_TASK BRIEF_:
Rescale the stretch of lines from the start through the line containing "point(748, 253)", both ends included, and reproduce every line in it with the requests left as they are. Multiply each point coordinate in the answers by 2 and round to a whole number, rounding halves up.

_INFORMATION SUPPLIED_:
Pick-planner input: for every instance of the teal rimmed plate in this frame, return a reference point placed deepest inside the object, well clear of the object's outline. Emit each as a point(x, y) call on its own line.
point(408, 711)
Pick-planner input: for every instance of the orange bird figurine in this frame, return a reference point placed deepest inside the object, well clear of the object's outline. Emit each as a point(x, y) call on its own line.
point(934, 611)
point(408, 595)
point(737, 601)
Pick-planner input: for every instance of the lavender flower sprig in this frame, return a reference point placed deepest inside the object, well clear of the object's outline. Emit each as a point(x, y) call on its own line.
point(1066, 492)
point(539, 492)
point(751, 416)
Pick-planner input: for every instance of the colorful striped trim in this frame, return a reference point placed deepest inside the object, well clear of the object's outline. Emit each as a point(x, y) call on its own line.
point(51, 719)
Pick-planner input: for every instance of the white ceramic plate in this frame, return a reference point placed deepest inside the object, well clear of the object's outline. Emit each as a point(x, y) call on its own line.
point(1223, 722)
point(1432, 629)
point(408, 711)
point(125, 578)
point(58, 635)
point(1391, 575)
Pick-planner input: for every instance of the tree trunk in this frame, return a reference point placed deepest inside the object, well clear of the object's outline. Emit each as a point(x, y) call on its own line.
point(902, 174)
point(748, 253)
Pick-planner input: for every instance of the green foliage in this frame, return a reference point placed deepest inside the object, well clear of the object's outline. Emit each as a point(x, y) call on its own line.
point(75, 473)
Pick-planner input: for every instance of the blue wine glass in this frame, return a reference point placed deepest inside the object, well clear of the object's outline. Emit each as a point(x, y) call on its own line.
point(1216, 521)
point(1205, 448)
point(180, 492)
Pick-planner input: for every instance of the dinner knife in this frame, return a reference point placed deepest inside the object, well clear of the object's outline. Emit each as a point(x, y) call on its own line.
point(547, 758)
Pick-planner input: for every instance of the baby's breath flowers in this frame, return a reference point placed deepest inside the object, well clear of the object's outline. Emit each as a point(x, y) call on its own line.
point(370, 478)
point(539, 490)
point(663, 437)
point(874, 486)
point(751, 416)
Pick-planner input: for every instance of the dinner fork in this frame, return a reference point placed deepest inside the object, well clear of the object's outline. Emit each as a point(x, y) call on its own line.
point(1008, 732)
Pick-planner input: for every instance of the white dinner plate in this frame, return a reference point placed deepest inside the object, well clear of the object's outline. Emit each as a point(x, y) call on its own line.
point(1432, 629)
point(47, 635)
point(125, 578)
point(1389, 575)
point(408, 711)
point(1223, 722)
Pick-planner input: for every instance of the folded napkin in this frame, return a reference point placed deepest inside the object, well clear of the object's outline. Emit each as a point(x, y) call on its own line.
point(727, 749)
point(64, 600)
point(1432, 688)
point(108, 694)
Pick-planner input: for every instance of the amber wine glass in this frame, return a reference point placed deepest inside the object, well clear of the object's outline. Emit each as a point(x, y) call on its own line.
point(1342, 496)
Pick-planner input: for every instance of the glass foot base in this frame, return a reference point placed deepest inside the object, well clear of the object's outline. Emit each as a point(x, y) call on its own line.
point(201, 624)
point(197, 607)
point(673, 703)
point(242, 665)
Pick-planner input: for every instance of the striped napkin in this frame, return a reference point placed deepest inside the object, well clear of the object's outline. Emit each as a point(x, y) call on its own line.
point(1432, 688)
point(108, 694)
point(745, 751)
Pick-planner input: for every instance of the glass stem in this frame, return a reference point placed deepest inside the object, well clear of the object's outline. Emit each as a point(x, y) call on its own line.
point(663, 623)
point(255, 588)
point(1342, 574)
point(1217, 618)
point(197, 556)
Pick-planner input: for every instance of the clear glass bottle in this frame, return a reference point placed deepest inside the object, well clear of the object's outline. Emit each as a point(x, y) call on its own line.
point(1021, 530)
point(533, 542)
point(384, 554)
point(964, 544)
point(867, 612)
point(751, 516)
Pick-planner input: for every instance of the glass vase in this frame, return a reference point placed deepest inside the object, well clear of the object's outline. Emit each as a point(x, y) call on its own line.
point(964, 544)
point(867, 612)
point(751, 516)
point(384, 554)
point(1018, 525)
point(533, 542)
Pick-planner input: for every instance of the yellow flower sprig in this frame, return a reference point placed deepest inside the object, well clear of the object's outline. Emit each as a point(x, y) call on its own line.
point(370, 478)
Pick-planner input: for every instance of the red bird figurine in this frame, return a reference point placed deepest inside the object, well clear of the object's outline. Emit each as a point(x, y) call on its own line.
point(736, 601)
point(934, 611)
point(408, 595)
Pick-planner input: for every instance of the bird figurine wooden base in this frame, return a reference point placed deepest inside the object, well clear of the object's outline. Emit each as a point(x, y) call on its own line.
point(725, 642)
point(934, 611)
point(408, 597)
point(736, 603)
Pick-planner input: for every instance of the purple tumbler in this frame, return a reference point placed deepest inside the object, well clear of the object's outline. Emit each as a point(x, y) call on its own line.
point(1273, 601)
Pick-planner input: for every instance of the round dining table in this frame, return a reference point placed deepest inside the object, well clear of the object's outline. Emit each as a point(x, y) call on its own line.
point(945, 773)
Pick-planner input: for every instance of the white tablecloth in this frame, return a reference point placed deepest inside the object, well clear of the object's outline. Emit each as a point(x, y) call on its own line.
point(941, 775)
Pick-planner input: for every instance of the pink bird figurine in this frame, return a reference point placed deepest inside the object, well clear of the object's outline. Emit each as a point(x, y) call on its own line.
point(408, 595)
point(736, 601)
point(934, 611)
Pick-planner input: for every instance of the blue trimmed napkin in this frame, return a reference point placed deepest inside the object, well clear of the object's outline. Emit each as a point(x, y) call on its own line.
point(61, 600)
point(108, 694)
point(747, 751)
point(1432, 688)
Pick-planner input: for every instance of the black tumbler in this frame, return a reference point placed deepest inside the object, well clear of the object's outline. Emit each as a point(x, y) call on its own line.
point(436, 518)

_TASK ANSWER_:
Pick-planner input: for every instance of the teal rimmed plate in this frame, return a reference point placed deepest inside the object, well clear of the object's outline. Emit each as a point(x, y) call on its own line.
point(816, 1422)
Pick-planner input: for every instance of the orange bird figurine in this frame, return a reference point placed deepest inside the object, well clear of the object's outline. Emit each as a point(x, y) call on its own line.
point(1868, 1222)
point(816, 1190)
point(1474, 1202)
Pick-planner input: for every instance of the lavender flower sprig in this frame, return a reference point placed deepest inside the object, well clear of the object's outline. Emit each as a point(x, y) call on its own line.
point(2132, 984)
point(1078, 984)
point(1502, 832)
Pick-planner input: for every instance of the colorful striped trim in this frame, return a reference point placed deepest inside the object, well clear of the object's outline. Emit each as a point(x, y) call on its own line.
point(102, 1438)
Pick-planner input: for every instance of the white ceramic plate in this frame, return a reference point placed deepest inside the object, well clear of the object's outline. Emit each as a point(x, y) call on its own line.
point(2446, 1444)
point(2864, 1258)
point(816, 1422)
point(250, 1156)
point(116, 1270)
point(2782, 1150)
Pick-planner input: for every instance of the tree trunk in this frame, return a reference point placed deepest inside the object, well clear of the object's outline. Emit each as a point(x, y) call on its own line.
point(1804, 348)
point(1496, 506)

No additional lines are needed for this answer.